**Instruction A:** In the coal seam gas passage, how many elements does the new package of regulations contain?
**Instruction B:** Please write out everything in the coal seam gas passage from "APPEA Chief Executive" down to "and delay projects.".

September 11, 2012
More regulations around the production of natural coal seam gas in NSW will cause project delays and increase costs for industry, the Australian Petroleum Production & Exploration Association (APPEA) warned today.
The NSW Strategic Regional Land Use Plan released by the State Government is a regulatory regime aimed at ensuring a safe and secure gas industry for NSW but one that will ultimately delay approval processes for projects by up to three months.
APPEA Chief Executive David Byers said: “We are now without question one of the most heavily regulated industries in Australia. There is an enormous obligation placed on energy companies through this policy.
“This package of new regulations contains 27 elements that will lead to drawn-out assessment processes with increased security deposits and fees.
“While industry can now finally start investing in exploration, job creation and investment for NSW regional communities, we need to recognise that these regulations will force up costs and delay projects.
“Around 95 per cent of gas used in NSW by households and businesses comes from interstate, yet the potential to develop local reserves will not only create thousands of jobs but also contribute millions of dollars annually through royalty streams.
“Industry has effectively been stalled in NSW for the best part of two years. Our latest quarterly data shows employment positions in the NSW CSG industry increased by just 39 positions to 332 in the first half of this year and exploration has been brought to a standstill.

**Data entries:**

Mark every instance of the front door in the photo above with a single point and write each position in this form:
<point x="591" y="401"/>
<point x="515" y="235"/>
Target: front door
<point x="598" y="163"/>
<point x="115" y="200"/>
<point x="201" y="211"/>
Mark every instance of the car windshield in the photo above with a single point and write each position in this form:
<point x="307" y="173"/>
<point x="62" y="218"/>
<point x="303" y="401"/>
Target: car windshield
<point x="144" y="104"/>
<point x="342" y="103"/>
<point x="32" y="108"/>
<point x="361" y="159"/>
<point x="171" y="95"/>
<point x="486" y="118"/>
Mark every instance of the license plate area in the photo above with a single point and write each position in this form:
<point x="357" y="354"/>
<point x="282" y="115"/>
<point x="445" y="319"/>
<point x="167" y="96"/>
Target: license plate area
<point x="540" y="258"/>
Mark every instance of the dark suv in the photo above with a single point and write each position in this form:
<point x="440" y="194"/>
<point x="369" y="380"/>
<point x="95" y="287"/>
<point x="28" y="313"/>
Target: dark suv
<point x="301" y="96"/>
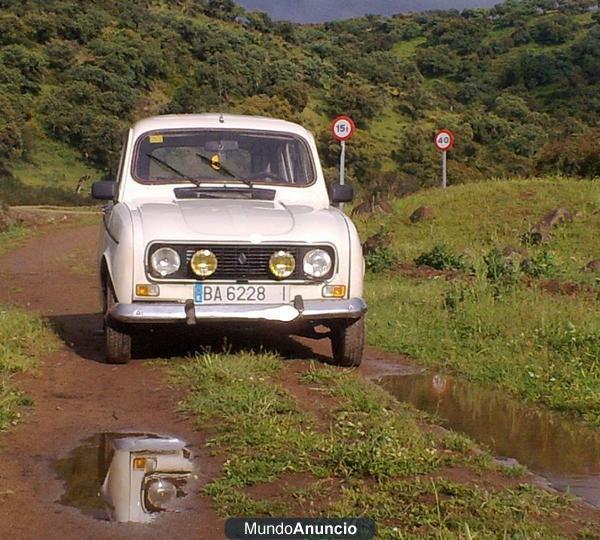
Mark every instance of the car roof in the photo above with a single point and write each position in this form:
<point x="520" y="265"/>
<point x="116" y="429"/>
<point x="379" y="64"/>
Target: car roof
<point x="217" y="121"/>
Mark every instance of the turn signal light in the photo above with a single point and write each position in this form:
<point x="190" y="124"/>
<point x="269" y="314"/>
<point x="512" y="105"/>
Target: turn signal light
<point x="145" y="289"/>
<point x="334" y="291"/>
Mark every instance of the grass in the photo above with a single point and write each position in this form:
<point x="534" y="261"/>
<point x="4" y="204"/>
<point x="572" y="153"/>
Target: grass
<point x="369" y="457"/>
<point x="497" y="328"/>
<point x="12" y="237"/>
<point x="24" y="337"/>
<point x="473" y="218"/>
<point x="542" y="347"/>
<point x="52" y="163"/>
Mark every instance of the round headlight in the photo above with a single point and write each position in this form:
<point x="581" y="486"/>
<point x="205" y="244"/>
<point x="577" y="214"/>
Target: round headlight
<point x="317" y="263"/>
<point x="204" y="263"/>
<point x="282" y="264"/>
<point x="160" y="493"/>
<point x="165" y="261"/>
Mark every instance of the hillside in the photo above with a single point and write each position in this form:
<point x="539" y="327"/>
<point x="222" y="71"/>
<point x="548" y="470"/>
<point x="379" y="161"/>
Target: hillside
<point x="518" y="84"/>
<point x="496" y="310"/>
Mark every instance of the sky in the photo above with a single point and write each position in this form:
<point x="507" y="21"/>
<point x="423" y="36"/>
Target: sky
<point x="327" y="10"/>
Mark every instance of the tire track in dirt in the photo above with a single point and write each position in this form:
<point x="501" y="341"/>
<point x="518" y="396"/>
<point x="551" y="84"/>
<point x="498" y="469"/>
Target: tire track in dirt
<point x="77" y="396"/>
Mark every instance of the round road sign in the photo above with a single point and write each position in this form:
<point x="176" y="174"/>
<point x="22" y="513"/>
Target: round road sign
<point x="343" y="128"/>
<point x="444" y="140"/>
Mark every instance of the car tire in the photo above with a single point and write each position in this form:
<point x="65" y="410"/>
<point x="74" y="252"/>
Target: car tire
<point x="348" y="343"/>
<point x="118" y="343"/>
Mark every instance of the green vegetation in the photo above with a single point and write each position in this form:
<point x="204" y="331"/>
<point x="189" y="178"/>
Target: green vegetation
<point x="504" y="323"/>
<point x="369" y="455"/>
<point x="518" y="84"/>
<point x="12" y="237"/>
<point x="23" y="338"/>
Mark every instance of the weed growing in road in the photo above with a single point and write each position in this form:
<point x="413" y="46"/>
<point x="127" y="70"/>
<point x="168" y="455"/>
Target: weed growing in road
<point x="543" y="347"/>
<point x="369" y="456"/>
<point x="23" y="339"/>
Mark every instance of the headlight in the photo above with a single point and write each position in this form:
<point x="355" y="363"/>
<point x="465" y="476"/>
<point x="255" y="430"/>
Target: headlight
<point x="204" y="263"/>
<point x="160" y="493"/>
<point x="317" y="263"/>
<point x="282" y="264"/>
<point x="165" y="261"/>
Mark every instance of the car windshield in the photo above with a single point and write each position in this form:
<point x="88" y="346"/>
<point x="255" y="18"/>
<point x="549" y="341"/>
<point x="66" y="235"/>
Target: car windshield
<point x="223" y="156"/>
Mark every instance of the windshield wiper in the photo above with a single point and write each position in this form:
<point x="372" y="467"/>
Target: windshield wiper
<point x="173" y="169"/>
<point x="227" y="171"/>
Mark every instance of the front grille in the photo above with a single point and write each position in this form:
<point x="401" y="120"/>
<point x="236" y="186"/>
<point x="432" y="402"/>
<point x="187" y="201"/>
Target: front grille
<point x="241" y="262"/>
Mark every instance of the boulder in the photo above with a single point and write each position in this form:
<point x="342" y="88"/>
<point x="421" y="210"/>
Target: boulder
<point x="593" y="266"/>
<point x="376" y="242"/>
<point x="6" y="219"/>
<point x="556" y="217"/>
<point x="423" y="213"/>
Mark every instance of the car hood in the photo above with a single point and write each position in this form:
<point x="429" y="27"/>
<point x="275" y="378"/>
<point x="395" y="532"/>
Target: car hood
<point x="235" y="220"/>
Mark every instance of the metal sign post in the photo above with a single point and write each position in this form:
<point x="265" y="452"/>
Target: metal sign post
<point x="444" y="169"/>
<point x="343" y="128"/>
<point x="444" y="141"/>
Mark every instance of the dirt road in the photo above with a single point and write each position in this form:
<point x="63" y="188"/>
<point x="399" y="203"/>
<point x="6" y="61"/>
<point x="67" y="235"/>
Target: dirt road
<point x="77" y="396"/>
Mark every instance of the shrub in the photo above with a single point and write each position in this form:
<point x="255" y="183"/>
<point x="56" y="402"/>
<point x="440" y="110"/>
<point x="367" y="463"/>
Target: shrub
<point x="441" y="258"/>
<point x="501" y="269"/>
<point x="380" y="260"/>
<point x="543" y="264"/>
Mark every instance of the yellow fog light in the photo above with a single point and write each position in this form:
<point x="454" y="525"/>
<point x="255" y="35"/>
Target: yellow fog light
<point x="282" y="264"/>
<point x="334" y="291"/>
<point x="145" y="289"/>
<point x="139" y="463"/>
<point x="204" y="263"/>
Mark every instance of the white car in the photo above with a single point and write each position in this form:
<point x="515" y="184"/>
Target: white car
<point x="226" y="221"/>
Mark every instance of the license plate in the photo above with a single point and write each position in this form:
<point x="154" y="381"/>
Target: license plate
<point x="239" y="294"/>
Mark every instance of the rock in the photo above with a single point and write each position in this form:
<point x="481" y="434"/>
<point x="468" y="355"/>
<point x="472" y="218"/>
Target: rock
<point x="515" y="252"/>
<point x="384" y="206"/>
<point x="540" y="232"/>
<point x="593" y="266"/>
<point x="361" y="209"/>
<point x="6" y="219"/>
<point x="556" y="217"/>
<point x="537" y="235"/>
<point x="423" y="213"/>
<point x="376" y="242"/>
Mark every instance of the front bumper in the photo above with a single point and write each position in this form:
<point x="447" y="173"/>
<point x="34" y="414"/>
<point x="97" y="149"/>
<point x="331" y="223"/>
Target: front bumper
<point x="300" y="311"/>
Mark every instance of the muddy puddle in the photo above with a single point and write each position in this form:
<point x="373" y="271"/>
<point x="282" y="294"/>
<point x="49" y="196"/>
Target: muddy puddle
<point x="126" y="477"/>
<point x="564" y="451"/>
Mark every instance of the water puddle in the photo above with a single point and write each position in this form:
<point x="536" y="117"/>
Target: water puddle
<point x="565" y="452"/>
<point x="126" y="476"/>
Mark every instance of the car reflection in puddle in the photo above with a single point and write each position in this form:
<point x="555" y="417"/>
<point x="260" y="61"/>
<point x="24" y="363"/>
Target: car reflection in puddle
<point x="126" y="476"/>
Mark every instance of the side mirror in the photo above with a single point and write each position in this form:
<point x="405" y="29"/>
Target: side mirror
<point x="339" y="193"/>
<point x="104" y="190"/>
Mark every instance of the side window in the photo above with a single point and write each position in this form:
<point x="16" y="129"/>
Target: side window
<point x="122" y="159"/>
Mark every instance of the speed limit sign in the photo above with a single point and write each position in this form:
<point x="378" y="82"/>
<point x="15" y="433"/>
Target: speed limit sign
<point x="444" y="140"/>
<point x="343" y="128"/>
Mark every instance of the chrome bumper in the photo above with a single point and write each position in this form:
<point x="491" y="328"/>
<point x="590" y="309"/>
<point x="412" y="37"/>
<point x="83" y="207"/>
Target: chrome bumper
<point x="172" y="312"/>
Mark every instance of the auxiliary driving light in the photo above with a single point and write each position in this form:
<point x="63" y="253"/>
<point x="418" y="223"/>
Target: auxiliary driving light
<point x="160" y="493"/>
<point x="146" y="289"/>
<point x="282" y="264"/>
<point x="317" y="263"/>
<point x="334" y="291"/>
<point x="204" y="263"/>
<point x="165" y="261"/>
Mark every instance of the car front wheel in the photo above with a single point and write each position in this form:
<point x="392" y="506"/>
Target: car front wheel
<point x="118" y="344"/>
<point x="348" y="343"/>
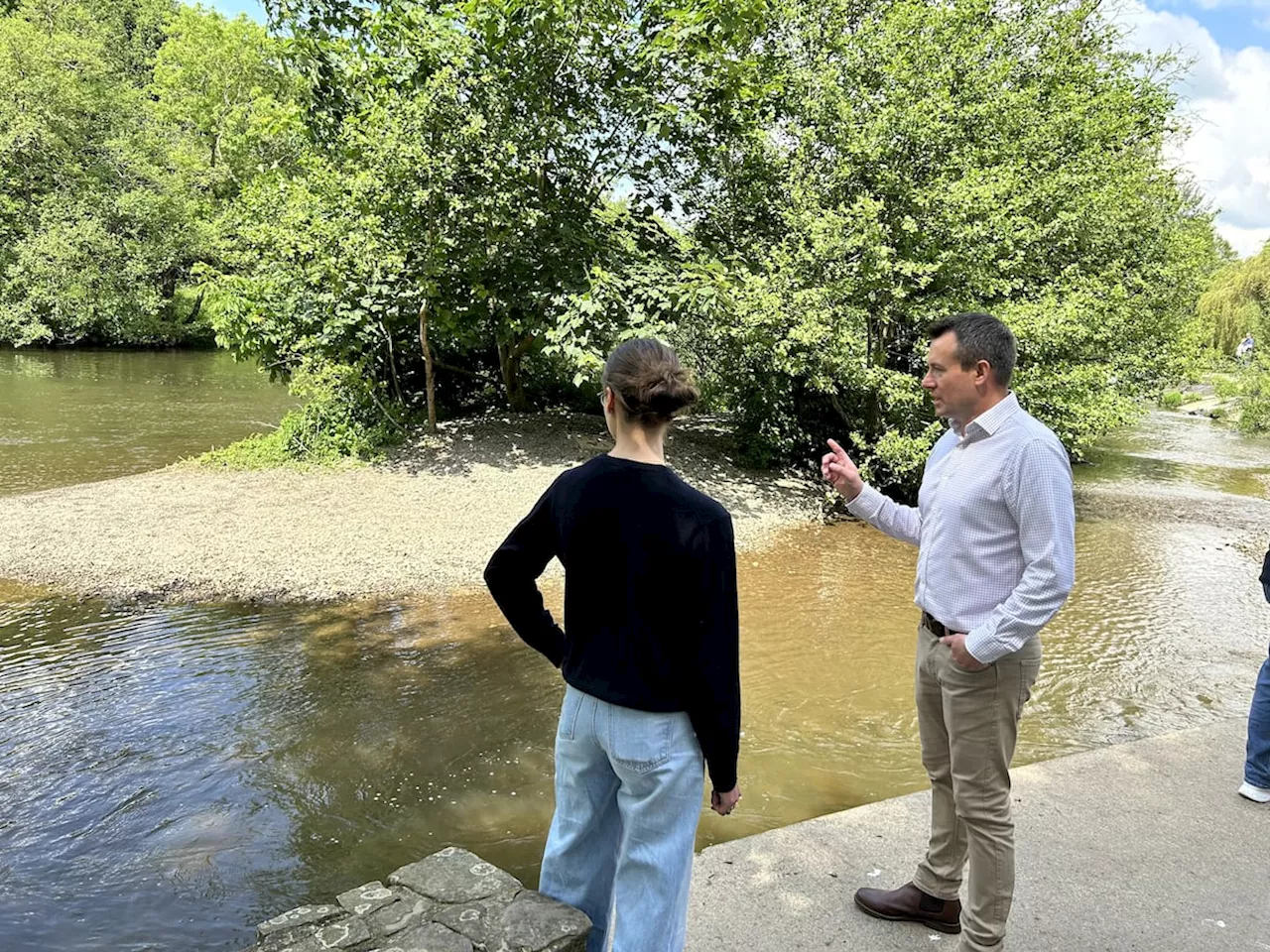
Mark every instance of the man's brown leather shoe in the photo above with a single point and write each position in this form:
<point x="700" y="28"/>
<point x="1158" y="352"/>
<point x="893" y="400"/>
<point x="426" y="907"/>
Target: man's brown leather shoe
<point x="908" y="904"/>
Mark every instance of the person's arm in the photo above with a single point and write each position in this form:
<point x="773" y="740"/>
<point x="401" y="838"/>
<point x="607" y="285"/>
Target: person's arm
<point x="714" y="685"/>
<point x="512" y="579"/>
<point x="881" y="512"/>
<point x="1040" y="500"/>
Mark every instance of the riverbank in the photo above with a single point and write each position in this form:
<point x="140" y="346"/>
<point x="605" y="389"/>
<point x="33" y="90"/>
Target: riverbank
<point x="1139" y="847"/>
<point x="425" y="522"/>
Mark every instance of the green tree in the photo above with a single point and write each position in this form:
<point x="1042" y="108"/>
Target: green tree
<point x="466" y="159"/>
<point x="1237" y="302"/>
<point x="108" y="193"/>
<point x="933" y="158"/>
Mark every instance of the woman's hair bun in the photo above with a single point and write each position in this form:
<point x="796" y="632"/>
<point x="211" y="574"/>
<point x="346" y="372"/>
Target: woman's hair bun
<point x="649" y="380"/>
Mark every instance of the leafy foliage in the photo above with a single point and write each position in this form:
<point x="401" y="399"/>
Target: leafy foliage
<point x="123" y="128"/>
<point x="1237" y="302"/>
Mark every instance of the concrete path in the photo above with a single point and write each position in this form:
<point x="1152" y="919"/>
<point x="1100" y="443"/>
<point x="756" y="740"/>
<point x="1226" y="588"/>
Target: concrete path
<point x="1143" y="846"/>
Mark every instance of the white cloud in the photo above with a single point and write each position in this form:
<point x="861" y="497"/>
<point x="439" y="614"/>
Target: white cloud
<point x="1225" y="95"/>
<point x="1245" y="241"/>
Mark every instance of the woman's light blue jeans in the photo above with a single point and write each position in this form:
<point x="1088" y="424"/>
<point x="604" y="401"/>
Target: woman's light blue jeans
<point x="1256" y="771"/>
<point x="629" y="788"/>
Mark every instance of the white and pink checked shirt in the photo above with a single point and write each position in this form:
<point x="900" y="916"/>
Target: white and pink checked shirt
<point x="994" y="527"/>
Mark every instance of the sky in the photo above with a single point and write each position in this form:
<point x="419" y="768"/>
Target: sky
<point x="1225" y="98"/>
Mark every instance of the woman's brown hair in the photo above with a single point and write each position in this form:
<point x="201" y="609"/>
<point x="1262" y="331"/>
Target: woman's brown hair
<point x="649" y="381"/>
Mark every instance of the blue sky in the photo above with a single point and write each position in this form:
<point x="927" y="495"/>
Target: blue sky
<point x="253" y="8"/>
<point x="1227" y="98"/>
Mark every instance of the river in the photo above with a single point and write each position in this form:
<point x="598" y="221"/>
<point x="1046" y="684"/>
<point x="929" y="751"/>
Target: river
<point x="175" y="774"/>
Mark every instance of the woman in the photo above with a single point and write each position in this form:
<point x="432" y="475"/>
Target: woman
<point x="649" y="654"/>
<point x="1256" y="769"/>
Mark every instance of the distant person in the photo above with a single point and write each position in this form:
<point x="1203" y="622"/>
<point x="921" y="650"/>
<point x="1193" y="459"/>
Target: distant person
<point x="649" y="653"/>
<point x="994" y="530"/>
<point x="1256" y="771"/>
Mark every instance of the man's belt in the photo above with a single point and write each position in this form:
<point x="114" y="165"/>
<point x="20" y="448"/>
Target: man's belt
<point x="938" y="629"/>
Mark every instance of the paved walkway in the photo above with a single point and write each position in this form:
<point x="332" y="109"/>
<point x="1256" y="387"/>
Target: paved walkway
<point x="1143" y="846"/>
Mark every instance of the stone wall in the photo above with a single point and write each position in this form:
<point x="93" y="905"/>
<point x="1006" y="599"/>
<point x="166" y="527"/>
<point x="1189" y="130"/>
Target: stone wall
<point x="449" y="901"/>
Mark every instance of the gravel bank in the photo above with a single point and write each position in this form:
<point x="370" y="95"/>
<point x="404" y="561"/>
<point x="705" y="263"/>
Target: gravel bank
<point x="423" y="524"/>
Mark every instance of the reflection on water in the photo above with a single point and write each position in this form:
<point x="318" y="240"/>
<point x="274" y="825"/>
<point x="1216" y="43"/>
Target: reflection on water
<point x="176" y="774"/>
<point x="80" y="416"/>
<point x="1178" y="448"/>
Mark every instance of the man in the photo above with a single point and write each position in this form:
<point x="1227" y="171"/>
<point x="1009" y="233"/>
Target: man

**Final result A:** 27 elements.

**Final result B:**
APPEA Chief Executive David Byers said: “We are now without question one of the most heavily regulated industries in Australia. There is an enormous obligation placed on energy companies through this policy.
“This package of new regulations contains 27 elements that will lead to drawn-out assessment processes with increased security deposits and fees.
“While industry can now finally start investing in exploration, job creation and investment for NSW regional communities, we need to recognise that these regulations will force up costs and delay projects.